# [TASKS TO CARRY OUT]
(1) From the segmentation notebook below, set down everything from "This notebook implements" down to "visualization for comparison.", without any alteration.
(2) Answer these questions using the segmentation notebook below:
(a) Which encoder does the U-Net model use?
(b) What value is assigned to DINO_IMAGE_SIZE?
(c) What channel reduction sequence does the DinoV2 decoder follow?

# [EXCERPT TO READ]
···

# Multi-Model Segmentation Inference

This notebook implements video segmentation using two different architectures:

1. **DinoV2-Based Model**:
   - Self-supervised pre-training
   - Vision Transformer backbone
   - Multi-class segmentation

2. **U-Net Model**:
   - CNN-based architecture
   - ResNet34 encoder
   - Standard segmentation approach

The notebook supports switching between models and provides consistent visualization for comparison.

## 1. Imports

In [11]:
import os
from pathlib import Path
import torch
import torch.nn as nn
from PIL import Image
import numpy as np
import matplotlib.pyplot as plt
from tqdm import tqdm
from transformers import Dinov2Model, AutoImageProcessor
import cv2
import segmentation_models_pytorch as smp
import albumentations as A
from albumentations.pytorch import ToTensorV2

## 2. Model Architecture

### DinoV2 Architecture
The `DinoV2ForSemanticSegmentation` class implements:
- Frozen DinoV2-base backbone
- Custom decoder head design
- Multi-scale feature processing
- Progressive upsampling

Key components:
1. **Feature Extraction**:
   - Pre-trained ViT-B backbone
   - Patch token processing
   - Hidden state utilization

2. **Decoder Design**:
   - Channel reduction (768→256→128→64)
   - Progressive upsampling
   - Bilinear interpolation
   - Final classification head

In [2]:
DINO_IMAGE_SIZE = 224

class DinoV2ForSemanticSegmentation(nn.Module):
    def __init__(self, num_classes=5):
        super(DinoV2ForSemanticSegmentation, self).__init__()
        self.dinov2 = Dinov2Model.from_pretrained("facebook/dinov2-base")

···

(Photo object pointing records)
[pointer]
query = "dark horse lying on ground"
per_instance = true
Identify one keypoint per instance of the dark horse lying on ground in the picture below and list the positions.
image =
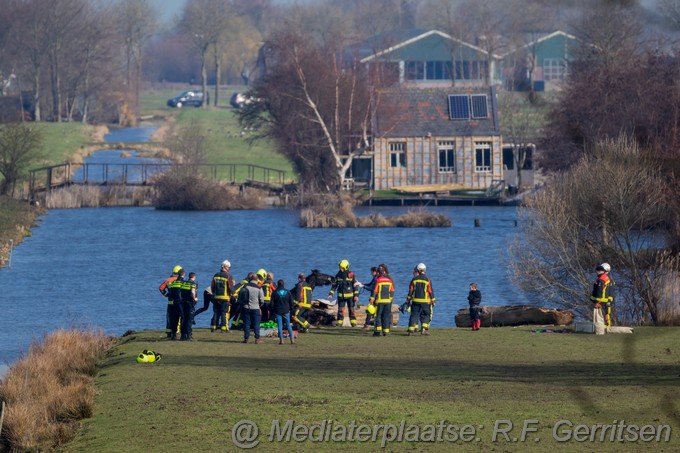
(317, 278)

···

# [TASK-BY-TASK RESULTS]
(1)
This notebook implements video segmentation using two different architectures:

1. **DinoV2-Based Model**:
   - Self-supervised pre-training
   - Vision Transformer backbone
   - Multi-class segmentation

2. **U-Net Model**:
   - CNN-based architecture
   - ResNet34 encoder
   - Standard segmentation approach

The notebook supports switching between models and provides consistent visualization for comparison.

(2)
(a) A ResNet34 encoder.
(b) 224.
(c) 768→256→128→64.